(Excerpted text)
= = = = =

Single by Dimitri Vegas & Like Mike vs David Guetta featuring Kiiara
- Released: 28 July 2017
- Length: 3:04
- Label: Smash the House; Epic; Sony;
- Composers: Angemi Antonino; David Guetta; Dimitri Thivaios; Michael Thivaios;
- Lyricists: Hailey Collier; Peter Hanna; Kiara Saulters; Ethan Roberts;
- Producers: David Guetta; Dimitri Vegas & Like Mike;

Dimitri Vegas & Like Mike singles chronology
| "Hey Baby" (2016) | "Complicated" (2017) | "Crowd Control" (2017) |

David Guetta singles chronology
| "Versace on the Floor" (remix) (2017) | "Complicated" (2017) | "Dirty Sexy Money" (2017) |

Kiiara singles chronology
| "Whippin" (2017) | "Complicated" (2017) | "Wishlist" (2017) |

Music video
- "Complicated" on YouTube

= Complicated (Dimitri Vegas & Like Mike and David Guetta song) =

"Complicated" is a song by Belgian DJ and record producer duo Dimitri Vegas & Like Mike and French DJ and record producer David Guetta, featuring American singer-songwriter Kiiara. It was composed and produced by Angemi Antonino, David Guetta and Dimitri Vegas & Like Mike, with lyrics written by Hailey Collier, Peter Hanna, Kiiara and Ethan Roberts. The song was released on 28 July 2017 via Smash the House.

= = = = =

(Records supplied)
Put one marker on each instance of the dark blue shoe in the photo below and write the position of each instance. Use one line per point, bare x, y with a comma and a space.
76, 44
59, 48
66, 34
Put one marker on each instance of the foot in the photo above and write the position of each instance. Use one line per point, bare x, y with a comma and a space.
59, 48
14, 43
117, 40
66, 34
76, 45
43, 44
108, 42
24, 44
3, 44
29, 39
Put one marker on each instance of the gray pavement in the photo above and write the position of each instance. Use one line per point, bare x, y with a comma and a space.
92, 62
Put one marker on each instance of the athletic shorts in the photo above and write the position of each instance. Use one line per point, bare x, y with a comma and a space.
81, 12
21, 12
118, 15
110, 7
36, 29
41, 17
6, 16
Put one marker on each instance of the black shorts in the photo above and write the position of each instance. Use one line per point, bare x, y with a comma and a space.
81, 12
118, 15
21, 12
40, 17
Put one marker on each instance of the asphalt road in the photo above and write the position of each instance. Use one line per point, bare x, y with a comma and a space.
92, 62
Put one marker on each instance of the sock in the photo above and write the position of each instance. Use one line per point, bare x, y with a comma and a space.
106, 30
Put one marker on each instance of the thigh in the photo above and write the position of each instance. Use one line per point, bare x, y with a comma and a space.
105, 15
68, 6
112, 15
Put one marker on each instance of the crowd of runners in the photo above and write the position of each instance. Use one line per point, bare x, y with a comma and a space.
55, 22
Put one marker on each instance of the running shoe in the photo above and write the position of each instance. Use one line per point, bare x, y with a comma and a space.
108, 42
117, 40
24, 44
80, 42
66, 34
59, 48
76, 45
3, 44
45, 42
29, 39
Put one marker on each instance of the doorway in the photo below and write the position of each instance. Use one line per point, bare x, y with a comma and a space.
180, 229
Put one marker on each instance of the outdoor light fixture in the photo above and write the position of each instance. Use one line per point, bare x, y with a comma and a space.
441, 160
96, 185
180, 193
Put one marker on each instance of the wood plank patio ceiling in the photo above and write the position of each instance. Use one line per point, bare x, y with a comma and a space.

= = = = =

(Tasks)
**A.** Rewrite the "Complicated" song article starting at "Music video" and ending at "Smash the House.", putting "Epic" in place of "Smash the House".
**B.** Continue the article about the song "Complicated" from its final sentence.
The records are separate material and are not part of the article about the song "Complicated."

(Responses per task)
**A.**
Music video
- "Complicated" on YouTube

= Complicated (Dimitri Vegas & Like Mike and David Guetta song) =

"Complicated" is a song by Belgian DJ and record producer duo Dimitri Vegas & Like Mike and French DJ and record producer David Guetta, featuring American singer-songwriter Kiiara. It was composed and produced by Angemi Antonino, David Guetta and Dimitri Vegas & Like Mike, with lyrics written by Hailey Collier, Peter Hanna, Kiiara and Ethan Roberts. The song was released on 28 July 2017 via Epic.

**B.**
==Background==
On 14 July 2017, Dimitri Vegas posted a photo of himself and David Guetta, captioned "Big things coming". On 23 July 2017, Dimitri Vegas & Like Mike and David Guetta made their live performance debut of the song in Ibiza. On 25 July 2017, the duo shared a teaser via Epic Amsterdam, revealing the track's details and release date.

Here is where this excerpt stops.